» Instructions for the task
Can you repeat the lines below with every "brown" changed to "terracotta" and nothing else altered?
┌─ Supplied data
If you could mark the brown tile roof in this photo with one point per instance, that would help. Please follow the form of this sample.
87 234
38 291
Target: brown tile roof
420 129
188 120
└─
» Finished task
If you could mark the terracotta tile roof in this photo with one point per instance, that would help. Please follow the form of this sample.
87 234
38 291
Target: terracotta tile roof
420 129
188 120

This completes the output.